(The problem)
Would you copy the full listing that follows without changing a thing?

(Data)
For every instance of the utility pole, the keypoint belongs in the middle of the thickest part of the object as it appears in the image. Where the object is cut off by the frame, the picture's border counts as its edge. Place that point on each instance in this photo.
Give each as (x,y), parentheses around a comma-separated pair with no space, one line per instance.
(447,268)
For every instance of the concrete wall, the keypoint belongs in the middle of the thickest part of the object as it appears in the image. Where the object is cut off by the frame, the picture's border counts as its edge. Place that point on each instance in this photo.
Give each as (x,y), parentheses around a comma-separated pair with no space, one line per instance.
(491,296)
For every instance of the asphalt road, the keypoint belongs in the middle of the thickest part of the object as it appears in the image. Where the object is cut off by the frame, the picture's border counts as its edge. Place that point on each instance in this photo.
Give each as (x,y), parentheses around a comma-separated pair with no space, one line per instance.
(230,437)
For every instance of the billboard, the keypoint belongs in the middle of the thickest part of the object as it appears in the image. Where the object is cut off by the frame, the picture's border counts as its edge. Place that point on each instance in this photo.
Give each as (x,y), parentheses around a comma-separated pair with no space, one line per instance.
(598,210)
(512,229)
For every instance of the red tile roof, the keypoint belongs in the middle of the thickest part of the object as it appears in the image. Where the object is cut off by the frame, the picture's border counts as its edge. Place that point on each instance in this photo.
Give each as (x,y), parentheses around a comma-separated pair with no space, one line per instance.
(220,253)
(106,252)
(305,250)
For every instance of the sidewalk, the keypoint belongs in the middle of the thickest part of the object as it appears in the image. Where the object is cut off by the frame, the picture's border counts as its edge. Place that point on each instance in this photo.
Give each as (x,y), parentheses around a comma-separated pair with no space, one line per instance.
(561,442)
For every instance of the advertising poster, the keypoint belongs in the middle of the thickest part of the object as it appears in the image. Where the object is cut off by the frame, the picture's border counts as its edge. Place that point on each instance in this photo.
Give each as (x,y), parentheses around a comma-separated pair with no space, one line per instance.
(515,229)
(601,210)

(Problem solution)
For every instance of the utility pole, the keypoint belongs in the middle of the thickest part of the object as it appears in the image. Where the object is cut off by the frame, the picture's border counts as its edge. Place that point on each instance in this photo.
Give each as (x,y), parentheses around a comma-separated pair with no space, one line per instance.
(447,268)
For every instance of the concrete wall, the keypoint belongs in the middle of the thickest part of the object as it appears in the image. Where the object is cut off by the frame, the picture's border counts as its edge. Place that point on each instance in this photo.
Give each as (x,y), parentheses around a comma-separated pair with no space, one line per instance.
(491,296)
For every instance of the asphalt road, the keypoint belongs in the middle of the thickest part of the object as it appears in the image. Where the object is cut off by the frame, the picture's border counts as its edge. Place that point on each instance in this photo.
Give each as (x,y), parentheses around a comma-separated pair with no space, one line per instance.
(230,437)
For every instance of the billboard, the keypoint belongs in the middle of the thickest part of the object as it appears in the image. Where the object is cut off by the frame, the picture's border counts as its edge. Place that point on each instance in this photo.
Give each as (x,y), parentheses around a comma-separated pair with no space, one line per instance.
(598,210)
(512,229)
For every instance of the red tile roof, the keypoint belongs in the middle of the thickest part of the object as it appears in the image. Where the object is cut off by the frame, the picture's border counts as its edge. Place that point on each instance in this photo.
Give each as (x,y), parentheses around a comma-separated pair with no space, one line per instance.
(220,253)
(106,252)
(305,250)
For every instance of the sidewalk, the keypoint belongs in the middle of the thickest part of the object as it appears in the image. Where the object is cut off by the frame, the picture's border counts as its edge. Place that point on each instance in this photo.
Give each as (x,y), parentheses around a comma-separated pair with no space, one line per instance.
(561,442)
For every instance of the advertising poster, the keypoint belongs in the middle of the thickest part of the object as it appears in the image. Where the object is cut off by the frame, the picture's border counts as its edge. Place that point on each instance in this photo.
Give each as (x,y), parentheses around a comma-separated pair with no space, one line per instance.
(515,229)
(601,210)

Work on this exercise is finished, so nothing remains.